Excerpt

- Born: Alexandra Huntingdon Tydings Washington, D.C., U.S.
- Education: Brown University
- Occupations: Actress; director; producer; writer;
- Years active: 1993 – 2008, 2018

= Alexandra Tydings =

American actress

Alexandra Huntingdon Tydings is an American actress, director, writer, producer, and activist, best known for her role as Greek Goddess Aphrodite on the television series Hercules: The Legendary Journeys and its spin-off, Xena: Warrior Princess.

== Personal life ==
Alexandra Tydings was born in Washington, D.C. She has four half-sisters and one half-brother, and is the daughter of former Maryland U.S. Senator Joseph Tydings and his second wife, Terry Lynn Huntingdon Tydings; she is the granddaughter of former Maryland U.S. Senator Millard Tydings. She is a graduate of Sidwell Friends School and Brown University, with a degree in film and critical theory. She speaks English, French and Spanish.

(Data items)
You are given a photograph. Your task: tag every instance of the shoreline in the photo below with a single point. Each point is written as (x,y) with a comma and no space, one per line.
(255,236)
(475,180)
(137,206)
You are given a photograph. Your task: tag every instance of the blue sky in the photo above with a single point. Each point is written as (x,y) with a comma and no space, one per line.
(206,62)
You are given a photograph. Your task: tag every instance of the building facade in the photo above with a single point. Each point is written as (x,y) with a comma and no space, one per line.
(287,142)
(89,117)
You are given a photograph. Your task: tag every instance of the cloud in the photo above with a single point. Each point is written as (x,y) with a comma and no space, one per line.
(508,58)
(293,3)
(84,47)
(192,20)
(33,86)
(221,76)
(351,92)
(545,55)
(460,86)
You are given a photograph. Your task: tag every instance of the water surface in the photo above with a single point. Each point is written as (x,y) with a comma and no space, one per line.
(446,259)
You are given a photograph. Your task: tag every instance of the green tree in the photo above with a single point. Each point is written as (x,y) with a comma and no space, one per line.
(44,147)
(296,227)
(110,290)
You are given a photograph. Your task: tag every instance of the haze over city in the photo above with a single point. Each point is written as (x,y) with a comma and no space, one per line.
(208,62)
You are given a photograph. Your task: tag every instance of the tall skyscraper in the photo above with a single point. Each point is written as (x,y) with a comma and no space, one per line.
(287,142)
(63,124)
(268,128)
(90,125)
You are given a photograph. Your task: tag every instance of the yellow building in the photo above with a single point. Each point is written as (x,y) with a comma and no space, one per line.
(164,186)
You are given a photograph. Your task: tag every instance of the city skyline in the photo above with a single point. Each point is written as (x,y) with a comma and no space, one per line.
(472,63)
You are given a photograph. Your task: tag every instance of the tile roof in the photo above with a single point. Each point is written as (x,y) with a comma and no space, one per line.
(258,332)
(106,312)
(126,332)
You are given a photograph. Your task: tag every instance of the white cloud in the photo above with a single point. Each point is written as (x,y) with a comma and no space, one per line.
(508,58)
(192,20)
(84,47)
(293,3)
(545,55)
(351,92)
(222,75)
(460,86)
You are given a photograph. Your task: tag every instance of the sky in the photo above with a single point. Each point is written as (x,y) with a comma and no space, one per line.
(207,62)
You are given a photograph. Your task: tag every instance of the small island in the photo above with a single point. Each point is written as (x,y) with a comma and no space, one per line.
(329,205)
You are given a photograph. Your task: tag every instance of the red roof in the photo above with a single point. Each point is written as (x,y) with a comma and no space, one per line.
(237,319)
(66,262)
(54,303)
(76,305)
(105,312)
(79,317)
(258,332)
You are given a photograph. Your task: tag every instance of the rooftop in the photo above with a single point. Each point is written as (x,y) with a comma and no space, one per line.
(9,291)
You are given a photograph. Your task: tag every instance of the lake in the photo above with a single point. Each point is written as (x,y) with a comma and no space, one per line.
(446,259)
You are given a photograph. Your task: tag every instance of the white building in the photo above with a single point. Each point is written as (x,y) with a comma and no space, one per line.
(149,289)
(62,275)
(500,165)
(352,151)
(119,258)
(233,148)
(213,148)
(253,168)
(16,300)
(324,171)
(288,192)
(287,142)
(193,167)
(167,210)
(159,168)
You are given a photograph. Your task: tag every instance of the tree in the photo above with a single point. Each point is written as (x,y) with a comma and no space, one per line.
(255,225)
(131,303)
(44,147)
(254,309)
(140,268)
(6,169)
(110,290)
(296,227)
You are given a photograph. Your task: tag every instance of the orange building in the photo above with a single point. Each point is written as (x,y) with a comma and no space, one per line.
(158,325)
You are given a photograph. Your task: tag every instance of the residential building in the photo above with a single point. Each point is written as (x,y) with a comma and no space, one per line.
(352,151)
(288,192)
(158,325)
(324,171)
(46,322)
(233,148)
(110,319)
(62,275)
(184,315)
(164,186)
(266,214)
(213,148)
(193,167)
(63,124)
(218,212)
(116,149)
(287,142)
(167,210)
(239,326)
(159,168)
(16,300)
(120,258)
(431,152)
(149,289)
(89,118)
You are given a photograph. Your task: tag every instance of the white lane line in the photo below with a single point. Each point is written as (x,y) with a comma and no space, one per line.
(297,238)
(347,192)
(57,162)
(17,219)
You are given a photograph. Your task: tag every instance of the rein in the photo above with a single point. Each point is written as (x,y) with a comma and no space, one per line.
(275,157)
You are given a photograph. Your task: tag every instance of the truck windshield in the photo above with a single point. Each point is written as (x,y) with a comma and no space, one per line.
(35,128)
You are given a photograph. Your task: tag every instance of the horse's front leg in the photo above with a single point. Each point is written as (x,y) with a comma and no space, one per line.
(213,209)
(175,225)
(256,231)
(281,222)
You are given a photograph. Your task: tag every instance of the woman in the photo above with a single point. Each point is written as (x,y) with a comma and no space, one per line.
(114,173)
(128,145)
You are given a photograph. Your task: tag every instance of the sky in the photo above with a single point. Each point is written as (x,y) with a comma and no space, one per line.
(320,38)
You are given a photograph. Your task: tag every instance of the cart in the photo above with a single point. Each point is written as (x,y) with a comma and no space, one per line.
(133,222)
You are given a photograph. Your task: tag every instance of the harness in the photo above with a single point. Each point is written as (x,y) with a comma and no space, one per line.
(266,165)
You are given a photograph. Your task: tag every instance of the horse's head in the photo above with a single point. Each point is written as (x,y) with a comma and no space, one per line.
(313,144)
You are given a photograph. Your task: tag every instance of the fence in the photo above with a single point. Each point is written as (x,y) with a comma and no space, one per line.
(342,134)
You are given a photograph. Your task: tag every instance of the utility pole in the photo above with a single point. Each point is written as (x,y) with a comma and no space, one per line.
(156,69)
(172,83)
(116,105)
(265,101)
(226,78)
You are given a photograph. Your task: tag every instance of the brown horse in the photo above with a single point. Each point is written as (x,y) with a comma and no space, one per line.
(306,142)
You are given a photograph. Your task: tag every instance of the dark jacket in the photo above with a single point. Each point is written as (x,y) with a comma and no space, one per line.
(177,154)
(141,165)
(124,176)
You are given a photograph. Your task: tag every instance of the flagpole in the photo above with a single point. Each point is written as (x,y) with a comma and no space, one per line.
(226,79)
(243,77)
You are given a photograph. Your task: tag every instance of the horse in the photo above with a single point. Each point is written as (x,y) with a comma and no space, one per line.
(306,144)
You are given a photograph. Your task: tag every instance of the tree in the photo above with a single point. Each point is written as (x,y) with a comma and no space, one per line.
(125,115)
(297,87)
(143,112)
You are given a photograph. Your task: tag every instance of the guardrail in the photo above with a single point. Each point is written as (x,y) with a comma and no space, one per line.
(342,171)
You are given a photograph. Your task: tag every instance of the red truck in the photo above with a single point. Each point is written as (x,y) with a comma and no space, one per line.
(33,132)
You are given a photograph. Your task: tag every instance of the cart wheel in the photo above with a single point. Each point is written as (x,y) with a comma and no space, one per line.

Exercise task 1
Report how many lines of the entries contain the word "cloud", treating case as significant. Give the number alone.
Exercise task 2
Write the next part of the Alexandra Tydings biography, starting after its final sentence.

Written response 1
2

Written response 2
Tydings counts Katharine Hepburn and Kevin Spacey among her favorite actors. She told Whoosh, a Xena fansite, that she most enjoys the research and collaborating process of acting and that auditioning is her least favorite part of theater arts. She competed in Irish dancing as a child, and performed with The Royal Ballet of London at the Kennedy Center. Dance led to performance of all kinds; in addition to acting, she was the singer and bassist of bands Annabelle Kickbox and She's Seen You Naked.

Whoosh points out that Tydings maintained a vegetarian diet for 14 years, and that she enjoys gardening.

== Career ==
After graduating from Brown University, Tydings moved to Hollywood to pursue an acting career. In her first major feature film, she played opposite Woody Harrelson in Oscar winner Michael Cimino's The Sunchaser (1996), which premiered at the Cannes Film Festival. She has since performed in dozens of roles in film, television and theater, including six years as a series regular on Xena: Warrior Princess and Hercules: The Legendary Journeys where she played Aphrodite, the Greek Goddess of love.

In 2015, Tydings wrote and directed The Trial of Hanna Porn, a multi-media piece on abortion, which won the Best of Fringe award at the Charm City Fringe Festival. She then went on to write, direct and produce Rainbow Bridge, an independent film about two women advocating for abortion in the United States.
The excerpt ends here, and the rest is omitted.